THE PROBLEM: Only the lines holding the word "exact" are wanted; copy each of them from the listing.

DATASET EXCERPTS:
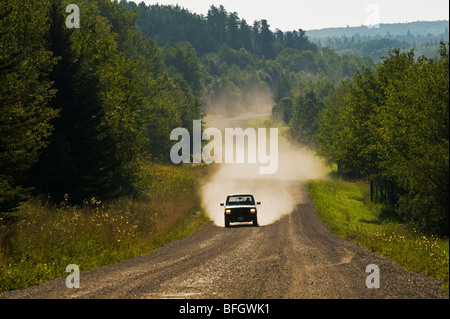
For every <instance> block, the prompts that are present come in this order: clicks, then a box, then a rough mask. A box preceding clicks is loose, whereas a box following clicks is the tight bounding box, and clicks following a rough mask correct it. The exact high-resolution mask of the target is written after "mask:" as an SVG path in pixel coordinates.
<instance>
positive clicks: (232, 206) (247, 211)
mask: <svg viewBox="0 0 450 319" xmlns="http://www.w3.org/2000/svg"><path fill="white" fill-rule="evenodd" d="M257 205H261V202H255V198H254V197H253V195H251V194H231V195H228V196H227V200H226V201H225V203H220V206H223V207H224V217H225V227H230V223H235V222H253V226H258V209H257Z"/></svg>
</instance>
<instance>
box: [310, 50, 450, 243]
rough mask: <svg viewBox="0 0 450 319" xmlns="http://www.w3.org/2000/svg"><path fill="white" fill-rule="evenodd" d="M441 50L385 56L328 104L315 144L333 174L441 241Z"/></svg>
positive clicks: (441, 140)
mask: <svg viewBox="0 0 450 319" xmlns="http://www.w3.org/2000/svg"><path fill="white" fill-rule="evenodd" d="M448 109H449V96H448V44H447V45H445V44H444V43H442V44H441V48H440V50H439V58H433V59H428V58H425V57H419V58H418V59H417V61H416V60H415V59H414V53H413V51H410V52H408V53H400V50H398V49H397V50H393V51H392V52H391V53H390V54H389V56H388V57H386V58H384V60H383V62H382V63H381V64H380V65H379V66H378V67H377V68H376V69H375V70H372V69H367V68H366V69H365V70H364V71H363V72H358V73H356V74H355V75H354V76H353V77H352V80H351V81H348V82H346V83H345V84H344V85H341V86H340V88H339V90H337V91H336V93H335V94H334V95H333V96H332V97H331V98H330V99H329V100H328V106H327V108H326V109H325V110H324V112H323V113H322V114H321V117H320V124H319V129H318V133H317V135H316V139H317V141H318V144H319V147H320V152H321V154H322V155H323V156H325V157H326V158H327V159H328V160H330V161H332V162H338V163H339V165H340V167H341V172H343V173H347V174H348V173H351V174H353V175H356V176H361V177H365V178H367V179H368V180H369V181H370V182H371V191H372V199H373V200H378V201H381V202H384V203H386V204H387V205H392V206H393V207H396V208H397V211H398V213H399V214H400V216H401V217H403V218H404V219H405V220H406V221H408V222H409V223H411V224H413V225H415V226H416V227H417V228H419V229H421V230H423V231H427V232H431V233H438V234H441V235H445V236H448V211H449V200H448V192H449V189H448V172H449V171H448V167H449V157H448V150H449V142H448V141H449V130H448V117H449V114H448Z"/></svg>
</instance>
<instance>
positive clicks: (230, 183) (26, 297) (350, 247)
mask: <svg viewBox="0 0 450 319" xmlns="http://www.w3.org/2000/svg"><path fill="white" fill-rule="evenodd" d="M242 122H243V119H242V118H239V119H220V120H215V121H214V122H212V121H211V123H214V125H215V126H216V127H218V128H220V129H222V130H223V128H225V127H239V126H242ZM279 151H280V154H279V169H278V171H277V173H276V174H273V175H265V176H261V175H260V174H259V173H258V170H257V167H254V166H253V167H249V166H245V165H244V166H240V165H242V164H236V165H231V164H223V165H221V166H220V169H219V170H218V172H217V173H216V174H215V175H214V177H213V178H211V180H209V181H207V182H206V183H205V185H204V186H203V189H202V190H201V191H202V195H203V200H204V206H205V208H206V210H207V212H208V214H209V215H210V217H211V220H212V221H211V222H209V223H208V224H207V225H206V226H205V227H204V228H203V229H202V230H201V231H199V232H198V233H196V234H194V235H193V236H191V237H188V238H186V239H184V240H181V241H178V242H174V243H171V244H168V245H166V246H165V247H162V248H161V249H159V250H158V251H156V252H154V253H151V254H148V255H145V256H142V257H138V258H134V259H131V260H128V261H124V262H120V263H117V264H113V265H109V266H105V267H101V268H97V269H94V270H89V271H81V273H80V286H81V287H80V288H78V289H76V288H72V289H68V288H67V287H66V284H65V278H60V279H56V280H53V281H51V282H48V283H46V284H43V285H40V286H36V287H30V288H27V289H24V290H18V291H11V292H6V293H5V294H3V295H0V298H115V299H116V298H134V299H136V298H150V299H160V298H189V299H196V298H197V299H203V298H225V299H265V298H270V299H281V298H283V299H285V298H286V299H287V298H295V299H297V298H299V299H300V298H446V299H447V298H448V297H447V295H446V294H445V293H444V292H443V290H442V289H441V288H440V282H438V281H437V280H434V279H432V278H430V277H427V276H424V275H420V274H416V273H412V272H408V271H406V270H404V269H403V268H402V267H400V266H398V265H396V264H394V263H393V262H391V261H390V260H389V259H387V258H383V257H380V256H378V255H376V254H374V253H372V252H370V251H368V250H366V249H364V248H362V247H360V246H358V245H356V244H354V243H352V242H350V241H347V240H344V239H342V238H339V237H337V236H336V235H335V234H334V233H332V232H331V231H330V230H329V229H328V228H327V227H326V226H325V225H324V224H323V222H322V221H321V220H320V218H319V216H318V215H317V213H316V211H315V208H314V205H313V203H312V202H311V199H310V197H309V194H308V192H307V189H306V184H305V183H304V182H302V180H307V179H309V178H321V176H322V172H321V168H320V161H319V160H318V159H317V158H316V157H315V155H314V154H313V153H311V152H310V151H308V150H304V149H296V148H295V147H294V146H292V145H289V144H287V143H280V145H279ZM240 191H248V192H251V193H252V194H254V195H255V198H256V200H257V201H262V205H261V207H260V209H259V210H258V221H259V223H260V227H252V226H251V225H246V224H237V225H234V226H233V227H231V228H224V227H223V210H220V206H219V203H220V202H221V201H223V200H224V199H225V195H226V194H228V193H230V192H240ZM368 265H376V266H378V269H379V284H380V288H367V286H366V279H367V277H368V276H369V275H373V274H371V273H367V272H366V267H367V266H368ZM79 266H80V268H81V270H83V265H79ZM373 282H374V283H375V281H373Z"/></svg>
---
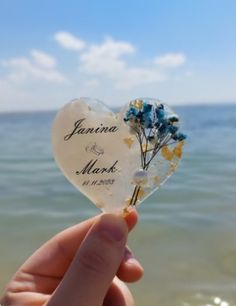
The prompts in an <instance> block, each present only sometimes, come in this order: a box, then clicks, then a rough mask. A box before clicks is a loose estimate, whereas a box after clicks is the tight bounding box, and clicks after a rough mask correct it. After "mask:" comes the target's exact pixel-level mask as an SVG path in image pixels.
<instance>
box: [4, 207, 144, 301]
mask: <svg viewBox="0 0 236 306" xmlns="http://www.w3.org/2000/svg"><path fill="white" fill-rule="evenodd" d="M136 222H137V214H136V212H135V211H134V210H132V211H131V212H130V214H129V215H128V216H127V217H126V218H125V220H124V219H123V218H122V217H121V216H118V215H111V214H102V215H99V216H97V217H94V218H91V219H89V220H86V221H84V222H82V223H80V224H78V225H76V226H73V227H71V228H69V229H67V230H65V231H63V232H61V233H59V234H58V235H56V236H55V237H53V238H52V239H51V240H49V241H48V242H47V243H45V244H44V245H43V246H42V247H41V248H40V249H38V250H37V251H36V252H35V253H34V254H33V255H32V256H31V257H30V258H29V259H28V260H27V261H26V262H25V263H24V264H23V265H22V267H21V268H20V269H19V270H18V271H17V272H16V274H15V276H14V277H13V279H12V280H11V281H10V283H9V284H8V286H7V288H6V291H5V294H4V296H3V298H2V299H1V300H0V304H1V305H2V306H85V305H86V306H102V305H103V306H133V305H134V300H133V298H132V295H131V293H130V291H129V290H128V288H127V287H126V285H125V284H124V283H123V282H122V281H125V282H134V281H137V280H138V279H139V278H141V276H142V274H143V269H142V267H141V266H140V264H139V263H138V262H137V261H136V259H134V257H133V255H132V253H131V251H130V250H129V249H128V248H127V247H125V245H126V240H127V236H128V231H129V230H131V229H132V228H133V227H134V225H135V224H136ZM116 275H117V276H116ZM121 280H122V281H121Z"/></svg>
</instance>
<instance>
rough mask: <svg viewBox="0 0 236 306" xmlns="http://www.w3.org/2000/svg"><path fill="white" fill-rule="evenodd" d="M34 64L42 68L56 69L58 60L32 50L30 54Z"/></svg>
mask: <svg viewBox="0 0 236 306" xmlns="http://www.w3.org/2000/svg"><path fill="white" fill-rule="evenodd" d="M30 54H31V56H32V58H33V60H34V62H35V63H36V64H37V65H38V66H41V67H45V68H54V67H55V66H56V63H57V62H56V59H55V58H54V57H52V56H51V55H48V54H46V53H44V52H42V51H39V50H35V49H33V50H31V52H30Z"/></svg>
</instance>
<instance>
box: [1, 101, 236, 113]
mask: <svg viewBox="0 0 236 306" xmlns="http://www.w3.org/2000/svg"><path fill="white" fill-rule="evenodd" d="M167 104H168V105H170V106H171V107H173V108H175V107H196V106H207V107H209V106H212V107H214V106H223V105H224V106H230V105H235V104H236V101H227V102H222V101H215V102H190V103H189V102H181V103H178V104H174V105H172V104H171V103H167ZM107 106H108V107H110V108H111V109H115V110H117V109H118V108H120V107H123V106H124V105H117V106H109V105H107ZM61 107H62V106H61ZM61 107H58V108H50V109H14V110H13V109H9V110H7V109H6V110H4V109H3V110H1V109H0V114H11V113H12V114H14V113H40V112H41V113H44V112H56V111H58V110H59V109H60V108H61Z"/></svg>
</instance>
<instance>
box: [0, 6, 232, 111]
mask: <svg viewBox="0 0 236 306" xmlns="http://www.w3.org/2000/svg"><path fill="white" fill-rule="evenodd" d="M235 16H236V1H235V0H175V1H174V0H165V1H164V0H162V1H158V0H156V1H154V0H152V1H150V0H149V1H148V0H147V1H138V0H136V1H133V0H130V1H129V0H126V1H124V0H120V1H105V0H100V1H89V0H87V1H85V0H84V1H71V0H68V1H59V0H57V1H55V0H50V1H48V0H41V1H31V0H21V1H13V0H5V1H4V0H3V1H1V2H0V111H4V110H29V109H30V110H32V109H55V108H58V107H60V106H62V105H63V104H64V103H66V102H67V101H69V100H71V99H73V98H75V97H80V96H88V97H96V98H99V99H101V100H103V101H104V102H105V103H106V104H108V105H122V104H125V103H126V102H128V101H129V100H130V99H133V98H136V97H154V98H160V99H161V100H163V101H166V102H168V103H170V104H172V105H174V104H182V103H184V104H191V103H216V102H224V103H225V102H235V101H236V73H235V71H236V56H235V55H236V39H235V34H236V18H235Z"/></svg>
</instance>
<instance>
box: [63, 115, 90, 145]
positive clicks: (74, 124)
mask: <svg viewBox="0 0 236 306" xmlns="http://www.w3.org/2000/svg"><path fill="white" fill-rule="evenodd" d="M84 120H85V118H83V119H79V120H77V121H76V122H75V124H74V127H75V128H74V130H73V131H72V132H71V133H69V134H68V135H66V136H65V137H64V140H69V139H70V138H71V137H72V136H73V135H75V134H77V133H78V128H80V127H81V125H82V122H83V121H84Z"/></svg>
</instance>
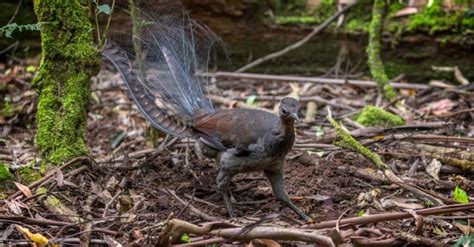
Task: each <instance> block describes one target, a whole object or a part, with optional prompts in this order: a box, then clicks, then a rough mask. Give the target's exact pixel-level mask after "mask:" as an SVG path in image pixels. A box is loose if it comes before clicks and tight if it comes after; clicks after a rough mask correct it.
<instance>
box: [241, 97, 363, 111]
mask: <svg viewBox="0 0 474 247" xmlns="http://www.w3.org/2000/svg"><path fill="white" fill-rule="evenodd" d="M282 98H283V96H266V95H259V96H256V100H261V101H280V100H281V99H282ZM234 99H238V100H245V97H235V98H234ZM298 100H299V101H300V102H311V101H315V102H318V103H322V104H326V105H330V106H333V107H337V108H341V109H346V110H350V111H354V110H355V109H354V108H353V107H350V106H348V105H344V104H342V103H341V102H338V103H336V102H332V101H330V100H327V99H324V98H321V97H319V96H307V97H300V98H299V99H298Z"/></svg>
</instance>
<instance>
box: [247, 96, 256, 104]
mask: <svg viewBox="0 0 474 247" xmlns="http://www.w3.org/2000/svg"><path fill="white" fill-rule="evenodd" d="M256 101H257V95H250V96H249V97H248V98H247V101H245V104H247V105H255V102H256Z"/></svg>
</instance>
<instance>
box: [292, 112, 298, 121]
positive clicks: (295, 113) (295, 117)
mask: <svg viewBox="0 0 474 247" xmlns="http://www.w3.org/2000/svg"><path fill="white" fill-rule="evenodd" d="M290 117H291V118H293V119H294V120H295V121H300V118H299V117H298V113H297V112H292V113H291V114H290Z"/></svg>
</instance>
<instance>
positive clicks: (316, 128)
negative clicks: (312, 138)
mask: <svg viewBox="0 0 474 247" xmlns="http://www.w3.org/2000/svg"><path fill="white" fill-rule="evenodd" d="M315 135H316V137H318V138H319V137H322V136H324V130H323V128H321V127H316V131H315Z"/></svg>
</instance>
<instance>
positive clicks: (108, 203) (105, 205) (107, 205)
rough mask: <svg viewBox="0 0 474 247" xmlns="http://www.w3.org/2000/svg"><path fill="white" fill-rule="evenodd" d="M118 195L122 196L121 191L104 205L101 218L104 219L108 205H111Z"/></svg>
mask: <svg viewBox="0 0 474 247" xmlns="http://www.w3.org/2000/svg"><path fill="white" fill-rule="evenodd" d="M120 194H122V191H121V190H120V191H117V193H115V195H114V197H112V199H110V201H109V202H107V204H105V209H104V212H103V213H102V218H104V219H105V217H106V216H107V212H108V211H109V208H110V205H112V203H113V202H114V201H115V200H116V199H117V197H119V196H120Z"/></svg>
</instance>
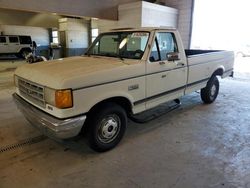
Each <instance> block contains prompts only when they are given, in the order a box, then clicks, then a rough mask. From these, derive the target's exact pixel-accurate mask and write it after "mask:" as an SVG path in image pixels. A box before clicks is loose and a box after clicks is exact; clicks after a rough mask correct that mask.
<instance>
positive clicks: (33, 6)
--
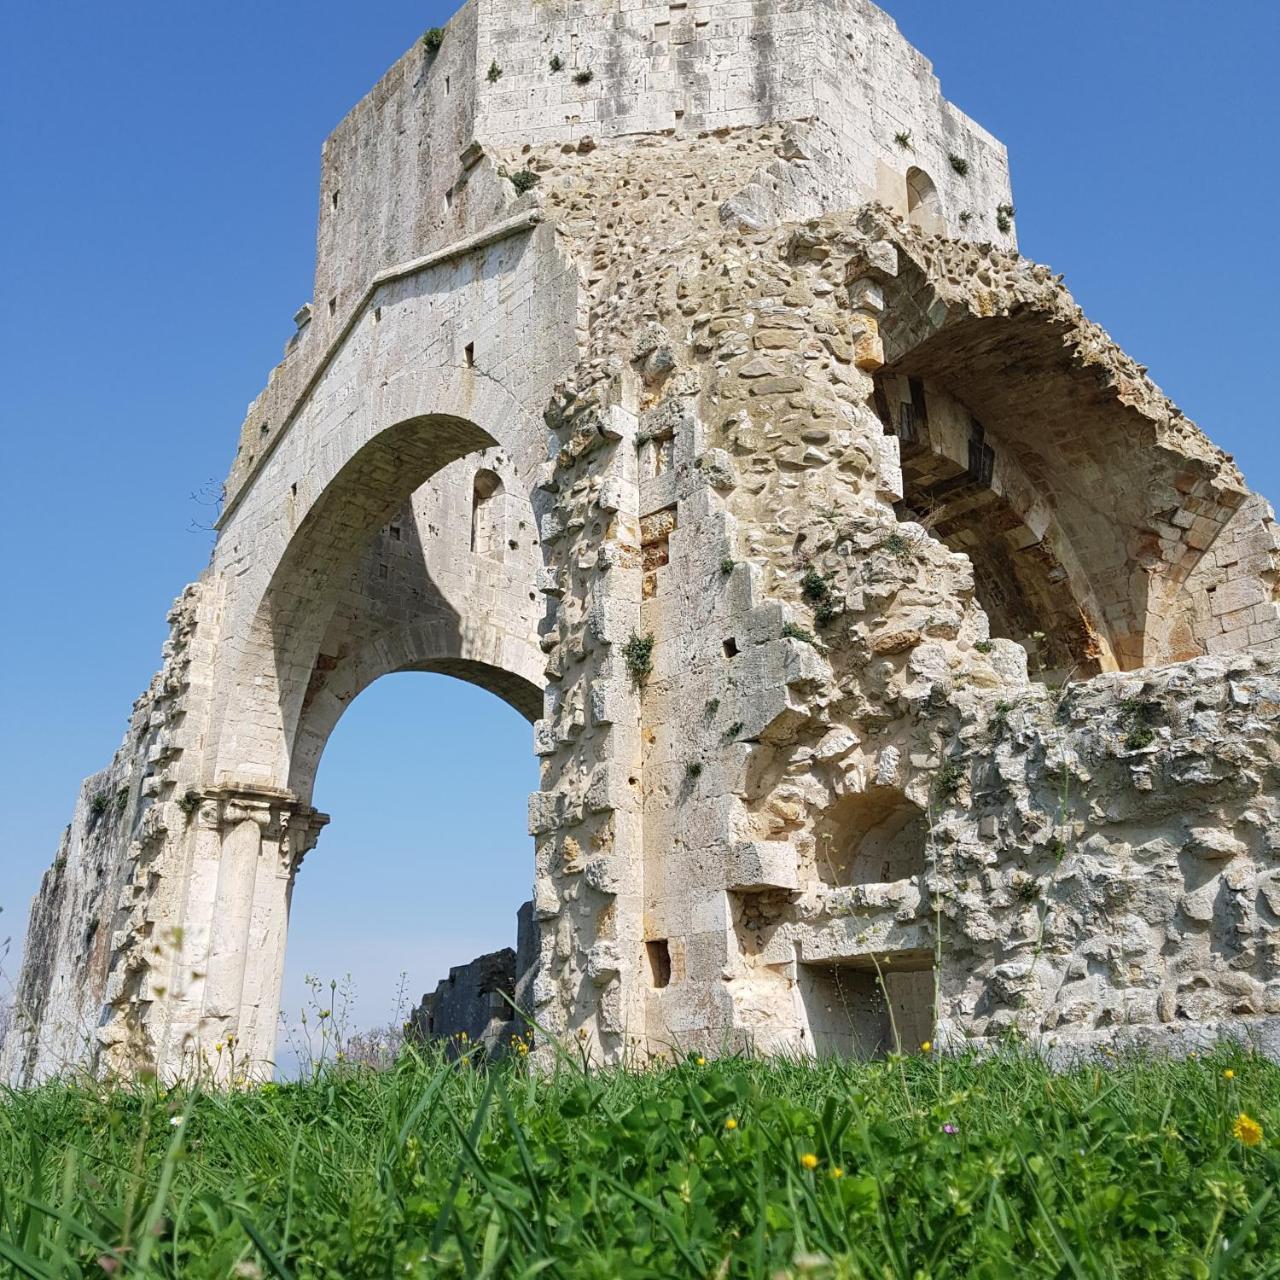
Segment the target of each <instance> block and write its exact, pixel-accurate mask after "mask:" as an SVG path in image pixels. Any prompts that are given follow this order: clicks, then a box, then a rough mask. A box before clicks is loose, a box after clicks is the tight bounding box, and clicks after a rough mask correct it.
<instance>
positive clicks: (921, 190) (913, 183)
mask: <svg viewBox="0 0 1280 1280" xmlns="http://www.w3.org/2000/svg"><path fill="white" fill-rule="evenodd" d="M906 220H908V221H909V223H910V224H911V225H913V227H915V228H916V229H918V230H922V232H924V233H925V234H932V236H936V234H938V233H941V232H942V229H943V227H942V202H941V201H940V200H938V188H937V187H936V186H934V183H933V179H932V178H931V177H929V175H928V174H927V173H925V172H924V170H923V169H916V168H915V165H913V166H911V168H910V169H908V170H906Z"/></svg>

RESPONSE:
For every <instance> block, the prompts that are present come in this order: clicks, then a box, then a rough mask. A box preceding clicks is loose, whereas a box following clicks is the tight bounding box, and clicks following a rough mask correct it. The exact high-resolution mask of the target is written after "mask:" as an SVG path in pixel coordinates.
The prompts in an <instance> block, each present only sometimes, come in this order: a box, then clicks, then a rough mask. A box before clicks is a loose estimate, whereas a box after clicks is the tight bounding box, and clicks after a rough mask correct it. After "mask:" comes the target's exact pixel-level mask as an SVG path in image pixels.
Task: each <instance> block describes one target, a whole object or a part, with optional prompts in this order: a box, then clicks, then a rough mask. Give the target's exact pixel-level mask after "mask:" as an SVG path in image pixels. A box is loose if it comes before clicks and tight if it comes after; clicks after a rough mask correct it.
Each <instance> block contains prompts only when they are given, in the order a box, then clicks, then a rough mask. From these, derive the target's exact pixel-accurate mask and write it after "mask:" as an SVG path in image pixels. A box before clicks is loose and a box after clicks is exact; clicks after a rough mask correct that mask.
Segment the target of each <instance> block and write its exact, pixel-accurate mask after "mask:" as an SVG path in image pixels. Any prompts that are given follow this order: clicks, then a box, then a rough mask. A box before clicks is loose, a box after clicks is the tight bounding box, and clicks after a rough mask correct it.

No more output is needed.